▶ _Referring expression pointing data_
#####

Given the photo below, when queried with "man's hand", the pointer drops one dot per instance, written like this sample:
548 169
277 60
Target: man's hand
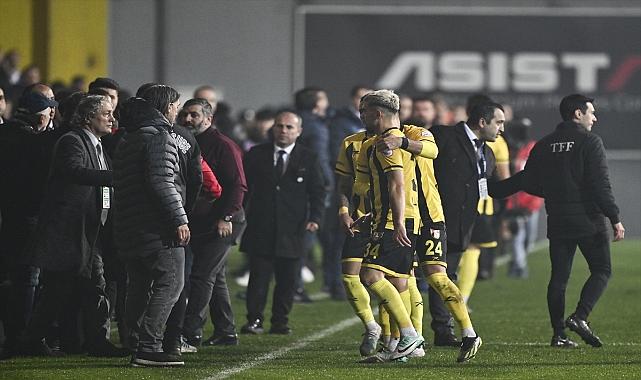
619 231
388 143
224 228
345 222
311 226
400 236
183 235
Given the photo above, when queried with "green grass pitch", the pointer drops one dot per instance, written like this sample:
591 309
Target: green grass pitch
510 315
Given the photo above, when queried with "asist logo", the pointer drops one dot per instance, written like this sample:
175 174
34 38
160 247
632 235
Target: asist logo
526 72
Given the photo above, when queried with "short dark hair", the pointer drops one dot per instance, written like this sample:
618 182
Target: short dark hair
206 106
306 98
160 96
571 103
483 111
144 87
423 98
87 108
475 100
104 83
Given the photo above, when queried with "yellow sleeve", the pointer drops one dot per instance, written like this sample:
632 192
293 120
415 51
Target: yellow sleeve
430 150
500 149
342 163
391 160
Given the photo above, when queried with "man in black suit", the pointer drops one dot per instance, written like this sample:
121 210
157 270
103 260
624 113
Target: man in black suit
75 209
285 199
462 168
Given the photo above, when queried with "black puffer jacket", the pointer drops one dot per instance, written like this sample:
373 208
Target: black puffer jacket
148 195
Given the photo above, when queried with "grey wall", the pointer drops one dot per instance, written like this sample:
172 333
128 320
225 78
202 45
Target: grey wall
246 48
242 47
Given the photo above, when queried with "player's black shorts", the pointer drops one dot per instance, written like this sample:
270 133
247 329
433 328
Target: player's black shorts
354 247
384 254
431 245
483 233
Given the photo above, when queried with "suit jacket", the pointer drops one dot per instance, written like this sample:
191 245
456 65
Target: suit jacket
278 210
457 177
70 216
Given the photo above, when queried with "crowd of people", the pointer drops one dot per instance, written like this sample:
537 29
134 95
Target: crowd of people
125 208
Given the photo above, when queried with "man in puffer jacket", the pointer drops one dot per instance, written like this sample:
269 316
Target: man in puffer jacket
150 223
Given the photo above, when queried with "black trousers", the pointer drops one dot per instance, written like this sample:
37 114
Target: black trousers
261 269
62 297
208 281
596 251
155 283
442 321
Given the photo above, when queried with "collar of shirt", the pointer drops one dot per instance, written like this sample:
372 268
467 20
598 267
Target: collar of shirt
94 140
471 136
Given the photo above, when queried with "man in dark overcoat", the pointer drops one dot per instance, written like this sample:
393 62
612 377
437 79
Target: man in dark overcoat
286 191
74 210
463 167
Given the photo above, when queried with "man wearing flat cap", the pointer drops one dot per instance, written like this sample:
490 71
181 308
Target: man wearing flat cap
23 169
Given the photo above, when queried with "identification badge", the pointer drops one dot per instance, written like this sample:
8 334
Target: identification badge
483 188
106 200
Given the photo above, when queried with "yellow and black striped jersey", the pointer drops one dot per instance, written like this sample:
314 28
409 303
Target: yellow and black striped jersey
346 165
502 155
429 198
371 174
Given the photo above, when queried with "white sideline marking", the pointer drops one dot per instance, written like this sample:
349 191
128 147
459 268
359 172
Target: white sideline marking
283 351
547 344
503 260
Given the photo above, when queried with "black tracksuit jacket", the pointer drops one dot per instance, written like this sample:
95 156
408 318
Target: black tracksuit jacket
569 169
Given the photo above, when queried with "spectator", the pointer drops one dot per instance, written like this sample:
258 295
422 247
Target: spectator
67 249
150 223
285 199
24 163
215 229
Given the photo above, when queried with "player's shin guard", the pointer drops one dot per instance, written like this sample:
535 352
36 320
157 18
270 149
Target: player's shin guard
452 298
416 314
358 297
384 320
390 298
467 271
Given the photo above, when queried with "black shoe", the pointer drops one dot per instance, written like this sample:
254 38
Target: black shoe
106 349
280 329
563 342
39 348
255 327
446 340
582 328
193 340
301 297
223 340
156 359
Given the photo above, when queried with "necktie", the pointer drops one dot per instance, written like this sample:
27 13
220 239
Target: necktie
481 156
101 160
103 166
280 164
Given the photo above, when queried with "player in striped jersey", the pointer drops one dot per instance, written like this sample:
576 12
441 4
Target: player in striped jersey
390 178
431 247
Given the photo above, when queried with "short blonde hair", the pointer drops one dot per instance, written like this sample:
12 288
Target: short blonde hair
386 99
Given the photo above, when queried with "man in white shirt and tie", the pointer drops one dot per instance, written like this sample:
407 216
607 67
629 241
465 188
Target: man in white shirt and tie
286 190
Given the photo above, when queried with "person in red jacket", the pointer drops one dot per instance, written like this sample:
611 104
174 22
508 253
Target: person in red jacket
210 182
524 208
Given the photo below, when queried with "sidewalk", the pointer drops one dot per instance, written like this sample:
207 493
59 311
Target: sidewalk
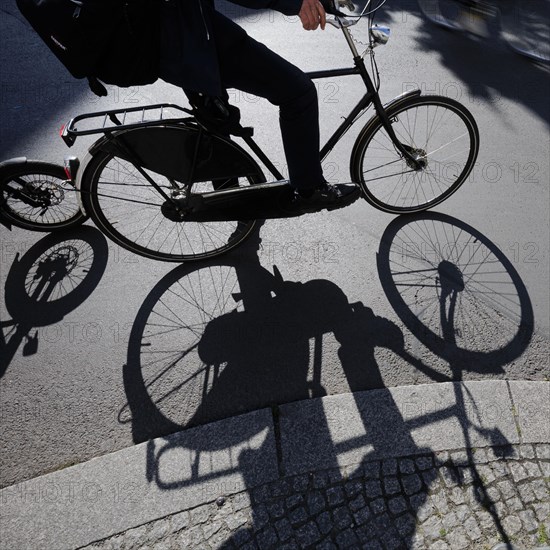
452 465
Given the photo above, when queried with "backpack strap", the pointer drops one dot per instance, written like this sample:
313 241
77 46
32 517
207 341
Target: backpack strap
96 86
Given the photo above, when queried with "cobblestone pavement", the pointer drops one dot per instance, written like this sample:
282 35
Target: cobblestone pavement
457 500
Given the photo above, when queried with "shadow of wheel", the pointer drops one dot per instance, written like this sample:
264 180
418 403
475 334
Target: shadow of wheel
455 291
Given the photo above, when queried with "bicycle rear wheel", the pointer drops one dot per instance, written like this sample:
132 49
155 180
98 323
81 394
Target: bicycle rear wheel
440 132
37 196
129 210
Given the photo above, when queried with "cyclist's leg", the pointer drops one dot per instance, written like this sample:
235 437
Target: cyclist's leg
250 66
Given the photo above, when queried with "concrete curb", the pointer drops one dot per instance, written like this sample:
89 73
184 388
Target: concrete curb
110 494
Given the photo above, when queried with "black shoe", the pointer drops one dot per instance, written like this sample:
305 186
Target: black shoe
325 197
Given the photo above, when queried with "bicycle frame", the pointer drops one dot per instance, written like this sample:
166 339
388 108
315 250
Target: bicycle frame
371 97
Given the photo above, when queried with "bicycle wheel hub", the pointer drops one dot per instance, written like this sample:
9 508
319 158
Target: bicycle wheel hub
173 211
421 158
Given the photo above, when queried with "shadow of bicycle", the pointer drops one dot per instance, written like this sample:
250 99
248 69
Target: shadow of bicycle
52 279
225 337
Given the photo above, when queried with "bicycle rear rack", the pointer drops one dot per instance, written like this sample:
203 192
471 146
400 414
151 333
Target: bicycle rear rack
104 122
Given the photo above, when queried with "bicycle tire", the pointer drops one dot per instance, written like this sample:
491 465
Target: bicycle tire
374 157
128 210
45 183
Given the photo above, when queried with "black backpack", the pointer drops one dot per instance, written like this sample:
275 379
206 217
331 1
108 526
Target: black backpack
115 41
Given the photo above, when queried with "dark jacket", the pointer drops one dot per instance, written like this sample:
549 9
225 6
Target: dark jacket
188 47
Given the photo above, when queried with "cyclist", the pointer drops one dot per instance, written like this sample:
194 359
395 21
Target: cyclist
205 53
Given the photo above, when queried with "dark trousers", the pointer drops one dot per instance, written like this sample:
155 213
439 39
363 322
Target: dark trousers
249 66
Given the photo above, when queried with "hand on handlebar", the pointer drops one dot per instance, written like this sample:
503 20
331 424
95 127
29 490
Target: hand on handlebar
312 14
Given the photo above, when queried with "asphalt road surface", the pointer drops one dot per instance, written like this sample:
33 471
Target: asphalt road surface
122 348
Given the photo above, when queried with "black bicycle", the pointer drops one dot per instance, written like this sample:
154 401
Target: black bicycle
162 185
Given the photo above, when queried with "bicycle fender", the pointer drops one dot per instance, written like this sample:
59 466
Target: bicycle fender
396 101
79 175
402 97
171 150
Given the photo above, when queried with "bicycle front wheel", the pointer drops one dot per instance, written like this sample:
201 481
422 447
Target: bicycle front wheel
36 195
439 132
129 210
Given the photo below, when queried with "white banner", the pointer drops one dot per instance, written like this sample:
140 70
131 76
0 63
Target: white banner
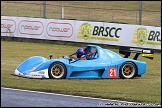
82 31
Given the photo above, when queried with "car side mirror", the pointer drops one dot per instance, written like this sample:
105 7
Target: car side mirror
50 56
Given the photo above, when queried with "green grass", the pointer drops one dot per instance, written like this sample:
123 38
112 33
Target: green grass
109 11
143 89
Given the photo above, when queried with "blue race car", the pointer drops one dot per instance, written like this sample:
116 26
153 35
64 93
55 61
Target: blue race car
97 63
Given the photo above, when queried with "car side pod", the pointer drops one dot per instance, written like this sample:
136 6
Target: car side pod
50 56
148 53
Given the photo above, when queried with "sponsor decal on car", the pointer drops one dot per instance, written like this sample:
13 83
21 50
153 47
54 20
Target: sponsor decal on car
112 72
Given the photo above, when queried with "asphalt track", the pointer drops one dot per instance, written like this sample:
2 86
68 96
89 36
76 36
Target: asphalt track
25 98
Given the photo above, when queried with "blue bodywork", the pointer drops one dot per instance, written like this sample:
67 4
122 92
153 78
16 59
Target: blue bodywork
98 67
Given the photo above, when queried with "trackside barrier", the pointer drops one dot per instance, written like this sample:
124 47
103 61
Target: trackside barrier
82 31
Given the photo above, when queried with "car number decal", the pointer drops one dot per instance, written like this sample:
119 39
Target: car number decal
112 72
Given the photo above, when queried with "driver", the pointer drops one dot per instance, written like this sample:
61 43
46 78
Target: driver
81 53
84 54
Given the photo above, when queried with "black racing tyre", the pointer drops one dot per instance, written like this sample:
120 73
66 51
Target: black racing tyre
57 71
128 70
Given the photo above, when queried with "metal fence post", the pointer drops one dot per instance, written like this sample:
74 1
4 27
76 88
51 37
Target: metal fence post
62 12
140 12
44 9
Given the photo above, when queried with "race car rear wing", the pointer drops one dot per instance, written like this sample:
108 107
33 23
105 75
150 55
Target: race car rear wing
148 53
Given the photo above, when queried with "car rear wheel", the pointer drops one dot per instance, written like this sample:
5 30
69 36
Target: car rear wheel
128 70
57 71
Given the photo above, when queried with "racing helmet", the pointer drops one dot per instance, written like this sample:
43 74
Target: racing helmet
80 52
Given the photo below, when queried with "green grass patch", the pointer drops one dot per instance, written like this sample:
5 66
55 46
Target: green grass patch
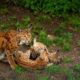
76 67
67 60
75 21
42 77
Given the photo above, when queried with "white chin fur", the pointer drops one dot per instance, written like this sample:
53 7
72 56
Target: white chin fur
23 42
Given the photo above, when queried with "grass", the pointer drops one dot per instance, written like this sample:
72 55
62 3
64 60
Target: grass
42 77
75 21
52 69
67 60
76 67
4 10
43 18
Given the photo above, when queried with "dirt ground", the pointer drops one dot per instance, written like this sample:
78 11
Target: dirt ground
6 73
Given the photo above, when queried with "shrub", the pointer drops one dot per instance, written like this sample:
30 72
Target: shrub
51 6
44 39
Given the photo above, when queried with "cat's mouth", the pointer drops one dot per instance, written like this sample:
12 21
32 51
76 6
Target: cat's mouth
34 56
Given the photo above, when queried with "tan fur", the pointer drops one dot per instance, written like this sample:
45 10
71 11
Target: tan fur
24 61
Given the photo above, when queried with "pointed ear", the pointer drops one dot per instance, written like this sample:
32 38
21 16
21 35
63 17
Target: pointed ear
19 30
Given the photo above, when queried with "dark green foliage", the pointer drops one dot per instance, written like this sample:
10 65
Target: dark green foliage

#####

▶ _Brief_
Please copy every line in the entries where "foliage" appears.

▶ _Finished task_
Given the photo above, when queried with "dark green foliage", the pointer drops one dot per instance, written like this sample:
Target: dark green foliage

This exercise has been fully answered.